### Work instruction
Every single entry that follows is to be retyped exactly.

### Data extract
※

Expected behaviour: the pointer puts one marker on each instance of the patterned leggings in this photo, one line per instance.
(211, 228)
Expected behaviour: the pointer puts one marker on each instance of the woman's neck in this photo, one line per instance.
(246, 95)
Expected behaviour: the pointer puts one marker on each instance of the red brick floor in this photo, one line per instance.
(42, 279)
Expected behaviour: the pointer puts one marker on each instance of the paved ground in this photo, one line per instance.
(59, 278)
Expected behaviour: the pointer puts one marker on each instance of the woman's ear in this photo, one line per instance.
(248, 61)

※

### Response to the task
Expected behaviour: the pointer puts one marker on each instance of the patterned leggings in this photo, one line per instance.
(211, 228)
Expected behaviour: the pointer puts one marker on each instance of the woman's neck in this photo, one line per instance.
(246, 95)
Expected behaviour: the pointer puts one marker on each instance of the red brick floor in this photo, one line per instance.
(42, 279)
Expected behaviour: the pointer puts one marker on each instance of the paved ground in this photo, one line per instance.
(59, 278)
Expected behaviour: the pointer puts one marker on each instance of the woman's ear in this photo, one line per instance.
(248, 61)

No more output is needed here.